**About this task**
Each record below should appear again exactly as written.

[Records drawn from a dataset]
+-------+

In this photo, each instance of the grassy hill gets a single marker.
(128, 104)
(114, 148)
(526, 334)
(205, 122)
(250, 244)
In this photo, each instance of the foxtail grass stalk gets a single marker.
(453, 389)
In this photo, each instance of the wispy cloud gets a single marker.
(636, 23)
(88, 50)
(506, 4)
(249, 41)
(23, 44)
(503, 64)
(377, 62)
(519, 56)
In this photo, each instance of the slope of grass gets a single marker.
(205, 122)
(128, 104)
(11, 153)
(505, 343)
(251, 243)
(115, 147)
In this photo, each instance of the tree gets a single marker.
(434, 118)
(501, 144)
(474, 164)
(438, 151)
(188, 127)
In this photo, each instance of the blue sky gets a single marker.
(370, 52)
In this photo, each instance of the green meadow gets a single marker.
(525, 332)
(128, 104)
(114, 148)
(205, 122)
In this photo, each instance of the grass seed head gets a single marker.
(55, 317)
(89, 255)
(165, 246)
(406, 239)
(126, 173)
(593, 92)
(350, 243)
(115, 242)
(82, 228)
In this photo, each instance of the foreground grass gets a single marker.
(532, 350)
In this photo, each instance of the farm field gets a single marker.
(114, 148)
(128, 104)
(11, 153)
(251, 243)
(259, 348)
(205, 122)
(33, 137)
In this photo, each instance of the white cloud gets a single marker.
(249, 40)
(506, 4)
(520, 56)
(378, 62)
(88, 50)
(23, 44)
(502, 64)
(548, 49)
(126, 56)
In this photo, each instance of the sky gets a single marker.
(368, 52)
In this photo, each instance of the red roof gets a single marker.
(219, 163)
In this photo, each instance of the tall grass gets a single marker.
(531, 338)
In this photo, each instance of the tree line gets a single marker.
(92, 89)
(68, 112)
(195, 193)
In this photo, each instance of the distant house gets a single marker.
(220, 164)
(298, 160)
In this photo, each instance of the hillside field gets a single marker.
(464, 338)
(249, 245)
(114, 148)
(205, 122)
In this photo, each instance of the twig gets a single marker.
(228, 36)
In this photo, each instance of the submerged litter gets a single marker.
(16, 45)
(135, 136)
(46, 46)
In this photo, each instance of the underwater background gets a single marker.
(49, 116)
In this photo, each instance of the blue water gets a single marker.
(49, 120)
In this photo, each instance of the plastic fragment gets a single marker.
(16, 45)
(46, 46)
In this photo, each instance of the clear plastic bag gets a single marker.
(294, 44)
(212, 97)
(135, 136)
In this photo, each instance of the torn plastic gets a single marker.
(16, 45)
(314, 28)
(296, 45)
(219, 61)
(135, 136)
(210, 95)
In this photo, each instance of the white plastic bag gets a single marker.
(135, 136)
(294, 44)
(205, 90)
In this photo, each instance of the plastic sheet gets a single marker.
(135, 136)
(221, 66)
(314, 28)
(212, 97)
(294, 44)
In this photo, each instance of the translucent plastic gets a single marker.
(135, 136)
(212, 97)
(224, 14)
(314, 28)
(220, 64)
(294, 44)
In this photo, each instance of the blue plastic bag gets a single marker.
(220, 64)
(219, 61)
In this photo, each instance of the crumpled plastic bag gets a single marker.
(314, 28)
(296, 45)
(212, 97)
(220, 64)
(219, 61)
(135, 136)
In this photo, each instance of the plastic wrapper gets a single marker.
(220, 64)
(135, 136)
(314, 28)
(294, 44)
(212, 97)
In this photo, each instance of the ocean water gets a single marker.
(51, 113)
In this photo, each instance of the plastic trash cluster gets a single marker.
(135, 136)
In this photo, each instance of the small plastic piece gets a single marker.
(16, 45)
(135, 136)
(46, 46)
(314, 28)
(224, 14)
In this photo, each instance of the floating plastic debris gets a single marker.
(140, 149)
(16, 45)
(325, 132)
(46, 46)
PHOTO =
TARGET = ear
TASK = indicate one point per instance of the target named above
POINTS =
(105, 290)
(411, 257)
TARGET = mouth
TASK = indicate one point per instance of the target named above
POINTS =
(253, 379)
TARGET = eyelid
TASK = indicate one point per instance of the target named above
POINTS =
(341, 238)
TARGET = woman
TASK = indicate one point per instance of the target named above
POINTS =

+-------+

**Exercise response**
In this photo, each instance of the grassy hill gets a single marker.
(128, 104)
(114, 148)
(526, 334)
(205, 122)
(250, 244)
In this photo, each instance of the foxtail grass stalk gets a single marker.
(453, 389)
In this photo, each instance of the wispy cloud gets a single marker.
(636, 23)
(88, 50)
(506, 4)
(249, 41)
(23, 44)
(503, 64)
(377, 62)
(519, 56)
In this photo, each instance of the slope of grass gets a single marker.
(205, 122)
(128, 104)
(11, 153)
(505, 343)
(251, 243)
(115, 147)
In this photo, each instance of the tree gets a single marker.
(434, 118)
(501, 144)
(474, 164)
(438, 151)
(188, 127)
In this photo, each instance of the blue sky gets a single marker.
(370, 52)
In this photo, each instance of the green meadow gets a single marker.
(525, 332)
(128, 104)
(114, 148)
(205, 122)
In this photo, each instance of the grass seed head gets a single marker.
(55, 317)
(89, 255)
(165, 246)
(406, 239)
(126, 173)
(593, 92)
(350, 243)
(115, 242)
(82, 228)
In this photo, each instance of the foreground grass gets a single marker.
(532, 350)
In this photo, each instance of the farm field gets a single marker.
(114, 148)
(128, 104)
(11, 153)
(251, 243)
(259, 348)
(205, 122)
(33, 137)
In this photo, each instance of the white cloud gets a single marker.
(249, 40)
(506, 4)
(520, 56)
(378, 62)
(88, 50)
(23, 44)
(502, 64)
(548, 49)
(126, 56)
In this photo, each instance of the sky gets a single marker.
(368, 52)
In this photo, each instance of the red roof gets a single marker.
(219, 163)
In this photo, each instance of the tall grass gets a single marker.
(531, 338)
In this photo, each instance of the tree line gets a single marker.
(92, 89)
(68, 112)
(195, 193)
In this photo, each instance of the distant house gets a single marker.
(220, 164)
(298, 160)
In this photo, each instance of the hillside field gets a single marker.
(464, 338)
(249, 245)
(114, 148)
(205, 122)
In this photo, each instance of the twig gets a single marker.
(228, 36)
In this photo, each instance of the submerged litter gets a single marker.
(16, 45)
(135, 136)
(46, 46)
In this photo, each instance of the underwater background gets a single marker.
(49, 116)
In this photo, each instance of the blue water gets a single marker.
(49, 120)
In this photo, each instance of the plastic fragment gets a single marker.
(16, 45)
(46, 46)
In this photo, each instance of the clear plastic bag gets a single marker.
(294, 44)
(212, 97)
(135, 136)
In this photo, each instance of the torn plastic gets a single marker.
(16, 45)
(314, 28)
(296, 45)
(219, 61)
(135, 136)
(210, 95)
In this photo, each instance of the white plastic bag gets a single marker.
(135, 136)
(294, 44)
(205, 90)
In this photo, each instance of the plastic sheet gets a single marker.
(135, 136)
(221, 66)
(314, 28)
(212, 97)
(294, 44)
In this photo, each instance of the translucent plastic gets a single marker.
(135, 136)
(212, 97)
(224, 14)
(314, 28)
(220, 64)
(294, 44)
In this photo, each instance of the blue plastic bag gets a single marker.
(220, 64)
(219, 61)
In this photo, each instance of the crumpled plastic bag gets a single marker.
(314, 28)
(296, 45)
(212, 97)
(220, 64)
(219, 61)
(135, 136)
In this photo, each instance of the plastic wrapper gets a single marker.
(220, 64)
(135, 136)
(314, 28)
(294, 44)
(212, 97)
In this photo, each instance of the ocean water gets a single marker.
(51, 113)
In this photo, each instance of the plastic trash cluster gets a single marker.
(135, 136)
In this photo, each instance of the small plastic piece gets a single marker.
(16, 45)
(135, 136)
(46, 46)
(314, 28)
(224, 14)
In this photo, each instance of the floating plastic debris gets a single marker.
(140, 149)
(16, 45)
(325, 132)
(46, 46)
PHOTO =
TARGET = ear
TASK = indicate one point per instance of the target named above
POINTS =
(105, 290)
(411, 257)
TARGET = mouth
TASK = indicate one point per instance of the target named above
POINTS =
(253, 379)
TARGET = eyelid
TASK = indicate one point per instance of the target named above
POINTS =
(341, 238)
TARGET = woman
TASK = indicate one point per instance of the target named above
POINTS =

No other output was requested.